EXERCISE GOAL »
Rewrite the entries from the line containing "goalie catching glove." down to the line containing "POLYGON ((68 111, 70", changing "catching glove" to "blocker glove" and leaving everything else as it is.

PROVIDED DATA »
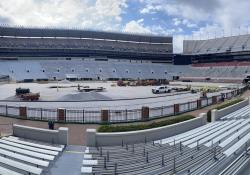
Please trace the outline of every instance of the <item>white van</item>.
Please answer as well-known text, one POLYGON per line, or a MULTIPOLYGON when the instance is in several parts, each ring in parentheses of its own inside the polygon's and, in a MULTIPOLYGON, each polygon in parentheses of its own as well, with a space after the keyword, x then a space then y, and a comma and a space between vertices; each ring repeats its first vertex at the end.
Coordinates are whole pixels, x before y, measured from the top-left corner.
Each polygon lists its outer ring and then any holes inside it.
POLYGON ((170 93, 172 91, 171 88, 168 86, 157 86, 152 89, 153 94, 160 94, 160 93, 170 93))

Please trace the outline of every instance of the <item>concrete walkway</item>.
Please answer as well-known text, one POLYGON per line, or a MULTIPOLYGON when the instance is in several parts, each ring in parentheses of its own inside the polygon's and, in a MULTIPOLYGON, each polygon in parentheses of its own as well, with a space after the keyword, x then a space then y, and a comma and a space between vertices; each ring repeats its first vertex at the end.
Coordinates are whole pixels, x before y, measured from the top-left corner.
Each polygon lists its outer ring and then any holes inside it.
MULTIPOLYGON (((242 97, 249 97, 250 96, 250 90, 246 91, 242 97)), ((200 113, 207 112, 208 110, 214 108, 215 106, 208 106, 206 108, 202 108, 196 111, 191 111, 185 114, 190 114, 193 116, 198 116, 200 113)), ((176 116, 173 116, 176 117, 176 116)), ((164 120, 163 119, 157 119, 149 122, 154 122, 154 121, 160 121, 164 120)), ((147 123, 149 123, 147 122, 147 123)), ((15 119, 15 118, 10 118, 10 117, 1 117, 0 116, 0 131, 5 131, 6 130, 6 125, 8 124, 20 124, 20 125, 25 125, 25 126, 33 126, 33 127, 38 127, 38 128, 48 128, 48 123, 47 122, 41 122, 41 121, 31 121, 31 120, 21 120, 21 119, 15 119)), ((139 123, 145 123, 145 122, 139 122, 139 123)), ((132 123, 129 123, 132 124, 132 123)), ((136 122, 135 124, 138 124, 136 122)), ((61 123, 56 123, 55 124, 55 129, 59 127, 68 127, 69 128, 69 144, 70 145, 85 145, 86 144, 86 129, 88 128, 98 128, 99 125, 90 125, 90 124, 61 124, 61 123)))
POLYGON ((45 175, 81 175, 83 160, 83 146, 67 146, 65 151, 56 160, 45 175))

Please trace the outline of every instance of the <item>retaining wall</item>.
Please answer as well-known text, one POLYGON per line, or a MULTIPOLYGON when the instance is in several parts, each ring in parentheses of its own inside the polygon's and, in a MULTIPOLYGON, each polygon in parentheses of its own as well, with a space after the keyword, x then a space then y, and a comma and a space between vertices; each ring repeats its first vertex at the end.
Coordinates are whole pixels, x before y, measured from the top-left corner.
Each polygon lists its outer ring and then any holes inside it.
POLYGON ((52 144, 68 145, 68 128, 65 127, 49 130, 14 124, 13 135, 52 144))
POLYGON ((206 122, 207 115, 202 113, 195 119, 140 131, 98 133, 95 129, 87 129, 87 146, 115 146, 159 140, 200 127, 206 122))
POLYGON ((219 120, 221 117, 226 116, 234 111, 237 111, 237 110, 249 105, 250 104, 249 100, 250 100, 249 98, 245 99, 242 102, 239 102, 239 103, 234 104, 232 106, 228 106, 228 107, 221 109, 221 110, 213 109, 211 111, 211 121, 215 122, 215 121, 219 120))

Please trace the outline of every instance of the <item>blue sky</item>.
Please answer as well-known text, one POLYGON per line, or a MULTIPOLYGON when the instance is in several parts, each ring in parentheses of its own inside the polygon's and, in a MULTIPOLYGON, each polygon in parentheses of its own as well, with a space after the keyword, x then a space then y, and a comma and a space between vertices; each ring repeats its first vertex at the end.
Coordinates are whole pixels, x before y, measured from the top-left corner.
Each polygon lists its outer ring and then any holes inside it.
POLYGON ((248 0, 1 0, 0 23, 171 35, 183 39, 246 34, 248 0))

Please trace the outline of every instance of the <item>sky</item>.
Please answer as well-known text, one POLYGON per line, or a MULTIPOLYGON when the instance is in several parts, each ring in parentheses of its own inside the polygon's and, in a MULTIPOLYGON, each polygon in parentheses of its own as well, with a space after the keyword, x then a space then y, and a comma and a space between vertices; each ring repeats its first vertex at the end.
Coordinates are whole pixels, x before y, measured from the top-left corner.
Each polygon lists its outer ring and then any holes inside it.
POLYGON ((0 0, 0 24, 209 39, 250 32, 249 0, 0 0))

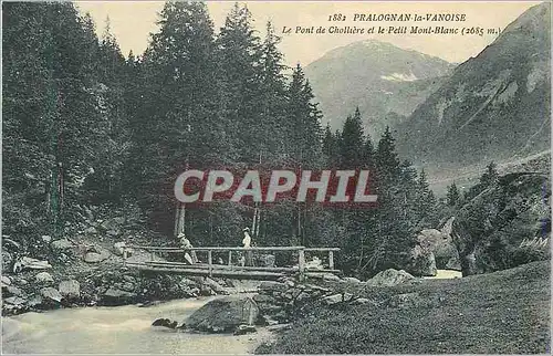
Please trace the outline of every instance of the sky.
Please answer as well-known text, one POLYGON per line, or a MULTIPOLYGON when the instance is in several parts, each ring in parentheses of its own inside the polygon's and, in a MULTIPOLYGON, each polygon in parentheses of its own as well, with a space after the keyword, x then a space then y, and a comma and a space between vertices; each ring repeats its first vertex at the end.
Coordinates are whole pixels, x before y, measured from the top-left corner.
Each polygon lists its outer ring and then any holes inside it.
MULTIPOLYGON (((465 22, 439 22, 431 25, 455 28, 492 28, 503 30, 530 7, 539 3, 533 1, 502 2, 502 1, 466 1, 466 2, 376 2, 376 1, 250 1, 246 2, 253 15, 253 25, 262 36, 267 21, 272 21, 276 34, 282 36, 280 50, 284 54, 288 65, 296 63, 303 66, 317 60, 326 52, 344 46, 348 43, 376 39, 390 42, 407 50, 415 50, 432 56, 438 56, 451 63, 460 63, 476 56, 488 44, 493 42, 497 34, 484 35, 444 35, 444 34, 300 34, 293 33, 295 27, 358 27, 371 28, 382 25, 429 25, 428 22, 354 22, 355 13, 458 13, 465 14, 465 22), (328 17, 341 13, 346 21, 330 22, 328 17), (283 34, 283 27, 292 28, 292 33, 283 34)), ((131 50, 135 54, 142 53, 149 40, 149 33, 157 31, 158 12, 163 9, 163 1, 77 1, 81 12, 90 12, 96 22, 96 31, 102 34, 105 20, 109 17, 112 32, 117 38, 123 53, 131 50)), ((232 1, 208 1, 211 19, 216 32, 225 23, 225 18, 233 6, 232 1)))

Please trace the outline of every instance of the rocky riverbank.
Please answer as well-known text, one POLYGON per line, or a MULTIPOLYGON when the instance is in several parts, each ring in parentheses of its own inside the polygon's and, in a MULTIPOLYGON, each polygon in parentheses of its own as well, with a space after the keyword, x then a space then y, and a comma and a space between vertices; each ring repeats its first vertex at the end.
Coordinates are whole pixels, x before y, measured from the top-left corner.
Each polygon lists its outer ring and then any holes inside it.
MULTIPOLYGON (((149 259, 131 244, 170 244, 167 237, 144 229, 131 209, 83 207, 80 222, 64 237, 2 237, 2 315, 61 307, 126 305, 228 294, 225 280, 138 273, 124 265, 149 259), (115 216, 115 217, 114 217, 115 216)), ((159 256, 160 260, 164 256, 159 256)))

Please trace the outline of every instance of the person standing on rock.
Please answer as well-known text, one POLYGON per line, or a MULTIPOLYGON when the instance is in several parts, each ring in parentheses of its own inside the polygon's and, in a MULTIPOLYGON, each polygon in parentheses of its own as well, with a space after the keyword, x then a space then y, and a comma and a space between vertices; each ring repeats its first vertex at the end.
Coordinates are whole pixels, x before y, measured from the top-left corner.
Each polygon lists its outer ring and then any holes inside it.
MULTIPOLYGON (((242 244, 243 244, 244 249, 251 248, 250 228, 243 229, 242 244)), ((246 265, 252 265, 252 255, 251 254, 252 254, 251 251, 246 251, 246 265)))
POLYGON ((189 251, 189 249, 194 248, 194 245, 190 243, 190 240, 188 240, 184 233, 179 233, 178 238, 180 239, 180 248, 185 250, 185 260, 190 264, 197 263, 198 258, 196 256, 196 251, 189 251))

...

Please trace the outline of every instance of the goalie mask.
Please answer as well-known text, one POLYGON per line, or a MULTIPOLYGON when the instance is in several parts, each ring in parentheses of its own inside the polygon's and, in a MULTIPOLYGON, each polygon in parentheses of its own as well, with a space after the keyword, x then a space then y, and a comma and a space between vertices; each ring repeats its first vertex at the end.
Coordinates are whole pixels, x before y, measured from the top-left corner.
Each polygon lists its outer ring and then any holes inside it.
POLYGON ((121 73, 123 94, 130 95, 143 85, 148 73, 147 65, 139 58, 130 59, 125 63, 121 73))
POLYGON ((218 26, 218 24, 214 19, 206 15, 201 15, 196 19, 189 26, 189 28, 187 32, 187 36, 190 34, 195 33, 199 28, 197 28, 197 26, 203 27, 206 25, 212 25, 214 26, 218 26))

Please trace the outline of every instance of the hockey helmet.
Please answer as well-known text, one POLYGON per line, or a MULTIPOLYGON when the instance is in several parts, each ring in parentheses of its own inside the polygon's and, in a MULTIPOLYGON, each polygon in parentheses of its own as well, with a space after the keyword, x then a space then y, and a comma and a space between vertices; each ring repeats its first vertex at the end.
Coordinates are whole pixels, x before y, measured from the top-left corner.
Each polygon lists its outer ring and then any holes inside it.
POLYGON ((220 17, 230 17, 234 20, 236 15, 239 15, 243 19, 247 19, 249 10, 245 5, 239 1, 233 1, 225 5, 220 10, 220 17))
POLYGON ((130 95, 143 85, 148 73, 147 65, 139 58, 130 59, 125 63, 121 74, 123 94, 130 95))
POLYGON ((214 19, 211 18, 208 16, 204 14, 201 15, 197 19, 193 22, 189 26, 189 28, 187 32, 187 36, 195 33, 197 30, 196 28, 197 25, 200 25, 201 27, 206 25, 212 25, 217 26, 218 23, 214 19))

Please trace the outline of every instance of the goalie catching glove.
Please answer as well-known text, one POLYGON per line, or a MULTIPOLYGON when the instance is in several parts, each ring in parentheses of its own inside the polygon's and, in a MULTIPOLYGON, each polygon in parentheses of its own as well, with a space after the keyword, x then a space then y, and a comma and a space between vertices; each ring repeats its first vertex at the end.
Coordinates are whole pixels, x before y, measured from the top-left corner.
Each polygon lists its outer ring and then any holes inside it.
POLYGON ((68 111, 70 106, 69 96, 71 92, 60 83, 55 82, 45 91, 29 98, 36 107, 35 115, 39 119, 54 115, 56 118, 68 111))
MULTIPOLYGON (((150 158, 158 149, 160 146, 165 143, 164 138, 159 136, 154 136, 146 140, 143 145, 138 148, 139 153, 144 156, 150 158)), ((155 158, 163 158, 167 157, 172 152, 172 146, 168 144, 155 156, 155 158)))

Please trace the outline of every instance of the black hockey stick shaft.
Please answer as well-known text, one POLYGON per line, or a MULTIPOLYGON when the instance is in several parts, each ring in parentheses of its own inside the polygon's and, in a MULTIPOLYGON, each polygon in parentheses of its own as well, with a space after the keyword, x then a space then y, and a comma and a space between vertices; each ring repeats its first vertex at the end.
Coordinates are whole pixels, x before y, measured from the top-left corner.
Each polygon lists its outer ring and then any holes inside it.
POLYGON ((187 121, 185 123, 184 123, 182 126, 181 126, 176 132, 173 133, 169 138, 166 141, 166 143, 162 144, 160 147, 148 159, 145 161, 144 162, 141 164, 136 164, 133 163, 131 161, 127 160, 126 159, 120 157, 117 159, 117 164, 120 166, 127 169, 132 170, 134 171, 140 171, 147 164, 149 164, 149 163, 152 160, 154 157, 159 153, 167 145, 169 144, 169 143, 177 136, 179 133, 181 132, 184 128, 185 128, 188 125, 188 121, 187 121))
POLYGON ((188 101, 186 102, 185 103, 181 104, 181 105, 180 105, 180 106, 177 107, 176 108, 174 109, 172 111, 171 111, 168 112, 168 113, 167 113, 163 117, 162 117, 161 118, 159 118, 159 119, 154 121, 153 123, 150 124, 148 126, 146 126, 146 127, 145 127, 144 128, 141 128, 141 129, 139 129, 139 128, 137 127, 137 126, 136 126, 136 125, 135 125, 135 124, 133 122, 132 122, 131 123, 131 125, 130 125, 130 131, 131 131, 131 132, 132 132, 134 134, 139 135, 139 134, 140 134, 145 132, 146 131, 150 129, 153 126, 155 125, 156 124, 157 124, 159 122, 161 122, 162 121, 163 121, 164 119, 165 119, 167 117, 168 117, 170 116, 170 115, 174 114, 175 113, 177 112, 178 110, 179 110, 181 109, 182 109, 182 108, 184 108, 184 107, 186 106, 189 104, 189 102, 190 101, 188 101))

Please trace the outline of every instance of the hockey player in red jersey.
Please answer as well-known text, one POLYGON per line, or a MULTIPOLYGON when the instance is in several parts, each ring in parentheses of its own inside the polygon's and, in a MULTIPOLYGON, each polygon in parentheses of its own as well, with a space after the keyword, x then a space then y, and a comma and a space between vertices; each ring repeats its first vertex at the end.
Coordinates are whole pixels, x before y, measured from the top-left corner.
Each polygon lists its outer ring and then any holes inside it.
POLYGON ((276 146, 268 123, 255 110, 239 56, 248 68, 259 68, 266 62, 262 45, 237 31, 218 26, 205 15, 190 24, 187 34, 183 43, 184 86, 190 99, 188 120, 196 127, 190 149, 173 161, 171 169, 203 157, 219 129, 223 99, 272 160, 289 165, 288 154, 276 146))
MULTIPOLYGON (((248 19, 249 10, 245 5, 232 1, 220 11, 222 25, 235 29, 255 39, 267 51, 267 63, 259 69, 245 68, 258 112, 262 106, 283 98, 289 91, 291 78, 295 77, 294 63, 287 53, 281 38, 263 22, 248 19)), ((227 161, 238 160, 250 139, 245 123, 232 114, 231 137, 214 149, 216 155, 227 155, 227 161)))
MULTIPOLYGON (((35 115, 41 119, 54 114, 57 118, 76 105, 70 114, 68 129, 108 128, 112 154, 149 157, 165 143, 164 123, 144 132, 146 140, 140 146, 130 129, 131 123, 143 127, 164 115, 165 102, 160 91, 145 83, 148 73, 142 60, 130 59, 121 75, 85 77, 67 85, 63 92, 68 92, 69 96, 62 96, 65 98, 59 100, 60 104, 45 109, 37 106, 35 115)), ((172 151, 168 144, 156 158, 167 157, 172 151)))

CORRECT RESULT »
Please trace the outline of every instance of the goalie blocker glove.
Please answer as well-known text, one POLYGON per line, or a MULTIPOLYGON when the instance is in several parts, each ring in parentheses of its own inside the polygon's and, in a MULTIPOLYGON, each polygon in parentheses of its own as well, with a space after the keyword, x then a space then y, and a comma and a space between vertices; each ring repeats its first vertex at the end.
Coordinates are whole pixels, x before y, measured from the top-left corner.
Each polygon lists its outer ring and then any holes inside it.
POLYGON ((68 111, 70 106, 69 96, 71 92, 60 83, 55 82, 45 91, 29 98, 36 107, 35 115, 39 119, 54 115, 56 118, 68 111))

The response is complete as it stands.